→ **SHORT PROBLEM**
Copy the items from the first line through the line containing "Query: framed portrait on wall", substituting "list" for "array" and changing nothing else.

→ **INPUT FOR THIS TASK**

+ + + + +

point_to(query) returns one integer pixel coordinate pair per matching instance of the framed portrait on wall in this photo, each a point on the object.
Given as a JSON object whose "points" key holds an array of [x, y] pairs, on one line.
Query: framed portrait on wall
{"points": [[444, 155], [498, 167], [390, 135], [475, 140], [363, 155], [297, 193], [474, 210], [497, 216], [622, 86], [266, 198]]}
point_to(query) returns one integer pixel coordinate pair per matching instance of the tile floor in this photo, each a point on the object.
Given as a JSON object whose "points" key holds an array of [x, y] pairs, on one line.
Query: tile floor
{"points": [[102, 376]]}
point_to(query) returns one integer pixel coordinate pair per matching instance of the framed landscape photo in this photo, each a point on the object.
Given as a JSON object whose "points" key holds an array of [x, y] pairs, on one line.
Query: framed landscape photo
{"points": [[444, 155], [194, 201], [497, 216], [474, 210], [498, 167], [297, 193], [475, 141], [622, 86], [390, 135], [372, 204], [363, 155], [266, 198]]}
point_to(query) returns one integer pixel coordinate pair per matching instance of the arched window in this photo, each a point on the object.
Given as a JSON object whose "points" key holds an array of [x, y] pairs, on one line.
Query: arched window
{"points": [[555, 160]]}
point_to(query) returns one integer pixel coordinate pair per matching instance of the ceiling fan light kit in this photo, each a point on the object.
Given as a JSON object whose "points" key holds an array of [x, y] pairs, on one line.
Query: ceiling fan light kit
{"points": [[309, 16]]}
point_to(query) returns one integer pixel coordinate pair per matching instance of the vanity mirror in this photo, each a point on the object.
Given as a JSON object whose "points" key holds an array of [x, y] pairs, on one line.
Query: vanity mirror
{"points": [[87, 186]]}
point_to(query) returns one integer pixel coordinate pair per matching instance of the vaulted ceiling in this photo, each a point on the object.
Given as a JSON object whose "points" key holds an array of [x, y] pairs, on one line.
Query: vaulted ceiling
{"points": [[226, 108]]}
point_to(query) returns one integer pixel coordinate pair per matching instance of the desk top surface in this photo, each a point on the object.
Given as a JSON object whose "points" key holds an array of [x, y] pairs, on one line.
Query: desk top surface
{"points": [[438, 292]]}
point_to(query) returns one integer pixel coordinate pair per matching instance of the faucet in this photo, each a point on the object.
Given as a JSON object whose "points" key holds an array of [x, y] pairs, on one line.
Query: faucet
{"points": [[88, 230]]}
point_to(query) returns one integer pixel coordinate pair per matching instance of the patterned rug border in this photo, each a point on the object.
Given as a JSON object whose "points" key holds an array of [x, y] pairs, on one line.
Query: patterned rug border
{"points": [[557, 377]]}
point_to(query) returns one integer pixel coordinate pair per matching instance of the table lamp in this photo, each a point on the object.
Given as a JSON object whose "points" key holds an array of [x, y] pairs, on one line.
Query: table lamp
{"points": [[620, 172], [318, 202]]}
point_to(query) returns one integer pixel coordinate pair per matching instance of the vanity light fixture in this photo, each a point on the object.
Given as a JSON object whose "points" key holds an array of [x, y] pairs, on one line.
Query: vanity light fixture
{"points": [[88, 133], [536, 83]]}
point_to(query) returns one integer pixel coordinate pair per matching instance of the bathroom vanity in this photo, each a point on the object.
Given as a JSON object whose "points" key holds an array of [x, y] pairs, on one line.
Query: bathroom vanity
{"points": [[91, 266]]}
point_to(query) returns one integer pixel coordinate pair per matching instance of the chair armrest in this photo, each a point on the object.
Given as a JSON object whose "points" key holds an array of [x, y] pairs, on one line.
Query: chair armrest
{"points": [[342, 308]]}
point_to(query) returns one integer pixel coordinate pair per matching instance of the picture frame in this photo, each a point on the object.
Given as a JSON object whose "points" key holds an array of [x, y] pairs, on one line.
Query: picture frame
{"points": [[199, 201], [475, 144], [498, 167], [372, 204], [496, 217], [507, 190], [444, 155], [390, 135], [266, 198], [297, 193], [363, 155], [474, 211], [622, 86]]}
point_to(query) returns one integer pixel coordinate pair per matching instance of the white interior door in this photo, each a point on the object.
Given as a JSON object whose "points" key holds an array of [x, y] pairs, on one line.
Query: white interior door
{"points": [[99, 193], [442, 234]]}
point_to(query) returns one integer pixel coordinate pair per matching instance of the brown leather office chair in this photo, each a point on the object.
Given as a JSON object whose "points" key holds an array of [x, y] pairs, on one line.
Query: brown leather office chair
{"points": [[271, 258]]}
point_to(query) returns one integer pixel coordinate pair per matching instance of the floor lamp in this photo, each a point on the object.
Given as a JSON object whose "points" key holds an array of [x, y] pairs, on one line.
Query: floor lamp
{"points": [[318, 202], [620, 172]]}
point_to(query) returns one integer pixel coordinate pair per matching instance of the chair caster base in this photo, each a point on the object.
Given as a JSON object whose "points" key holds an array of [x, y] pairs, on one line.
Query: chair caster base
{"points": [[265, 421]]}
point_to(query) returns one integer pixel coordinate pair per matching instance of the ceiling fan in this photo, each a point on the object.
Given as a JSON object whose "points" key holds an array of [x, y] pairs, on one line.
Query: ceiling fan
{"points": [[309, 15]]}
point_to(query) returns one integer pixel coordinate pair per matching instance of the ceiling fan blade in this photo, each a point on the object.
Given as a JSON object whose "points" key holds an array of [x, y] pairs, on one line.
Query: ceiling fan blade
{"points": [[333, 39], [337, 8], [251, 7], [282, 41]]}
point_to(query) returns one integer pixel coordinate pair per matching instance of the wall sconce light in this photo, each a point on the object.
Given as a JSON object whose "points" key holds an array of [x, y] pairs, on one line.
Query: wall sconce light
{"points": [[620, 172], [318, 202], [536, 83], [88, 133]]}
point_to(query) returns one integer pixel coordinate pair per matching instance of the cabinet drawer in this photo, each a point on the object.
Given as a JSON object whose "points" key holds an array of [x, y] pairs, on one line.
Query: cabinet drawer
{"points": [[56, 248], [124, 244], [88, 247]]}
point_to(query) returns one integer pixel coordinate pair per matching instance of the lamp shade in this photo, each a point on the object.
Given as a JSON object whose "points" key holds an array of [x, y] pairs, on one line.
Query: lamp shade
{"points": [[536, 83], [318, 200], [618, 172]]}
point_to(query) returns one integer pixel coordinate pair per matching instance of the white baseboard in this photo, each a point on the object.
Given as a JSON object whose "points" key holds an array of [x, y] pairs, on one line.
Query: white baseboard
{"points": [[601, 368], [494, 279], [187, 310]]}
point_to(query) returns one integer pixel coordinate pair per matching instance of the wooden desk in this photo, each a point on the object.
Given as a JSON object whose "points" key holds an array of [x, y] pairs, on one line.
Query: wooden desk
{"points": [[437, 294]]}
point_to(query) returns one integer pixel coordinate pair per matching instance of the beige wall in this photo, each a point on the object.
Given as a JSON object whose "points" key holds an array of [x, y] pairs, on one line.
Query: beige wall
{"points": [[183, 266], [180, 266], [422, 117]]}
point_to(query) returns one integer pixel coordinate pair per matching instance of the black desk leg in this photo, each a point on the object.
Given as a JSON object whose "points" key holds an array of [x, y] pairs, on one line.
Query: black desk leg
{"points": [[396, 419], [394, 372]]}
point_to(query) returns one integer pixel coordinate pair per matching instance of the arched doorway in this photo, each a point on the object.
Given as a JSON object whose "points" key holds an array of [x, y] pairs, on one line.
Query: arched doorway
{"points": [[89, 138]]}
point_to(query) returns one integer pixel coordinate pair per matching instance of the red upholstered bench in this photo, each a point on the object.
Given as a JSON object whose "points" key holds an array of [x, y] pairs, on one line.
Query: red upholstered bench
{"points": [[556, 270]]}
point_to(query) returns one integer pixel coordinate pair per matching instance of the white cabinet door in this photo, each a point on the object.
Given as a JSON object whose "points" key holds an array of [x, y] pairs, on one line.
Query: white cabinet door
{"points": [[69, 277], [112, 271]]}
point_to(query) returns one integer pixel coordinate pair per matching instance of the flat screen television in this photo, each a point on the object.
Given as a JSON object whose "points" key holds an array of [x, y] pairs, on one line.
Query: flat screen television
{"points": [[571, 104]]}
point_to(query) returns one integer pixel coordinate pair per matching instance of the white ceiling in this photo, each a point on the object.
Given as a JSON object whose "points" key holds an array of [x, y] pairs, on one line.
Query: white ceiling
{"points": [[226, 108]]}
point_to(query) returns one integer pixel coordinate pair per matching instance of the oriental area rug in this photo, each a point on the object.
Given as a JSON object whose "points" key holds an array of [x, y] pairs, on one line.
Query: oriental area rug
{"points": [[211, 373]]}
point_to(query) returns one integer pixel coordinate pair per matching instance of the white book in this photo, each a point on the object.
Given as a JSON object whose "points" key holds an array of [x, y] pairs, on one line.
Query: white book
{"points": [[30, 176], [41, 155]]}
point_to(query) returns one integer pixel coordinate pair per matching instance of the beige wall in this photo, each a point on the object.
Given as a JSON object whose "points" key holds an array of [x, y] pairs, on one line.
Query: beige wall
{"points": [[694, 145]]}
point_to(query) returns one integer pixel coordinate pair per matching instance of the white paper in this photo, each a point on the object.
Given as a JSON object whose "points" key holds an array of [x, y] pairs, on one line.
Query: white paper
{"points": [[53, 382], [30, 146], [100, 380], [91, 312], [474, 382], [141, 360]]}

+ + + + +

→ **OUTPUT BELOW**
point_to(query) returns one integer pixel coordinate pair per matching instance of the framed portrait on wall in this photo, each a point on the object.
Given as a JSON object whose "points" key holds an list of [x, y] pairs, on one line.
Query: framed portrait on wall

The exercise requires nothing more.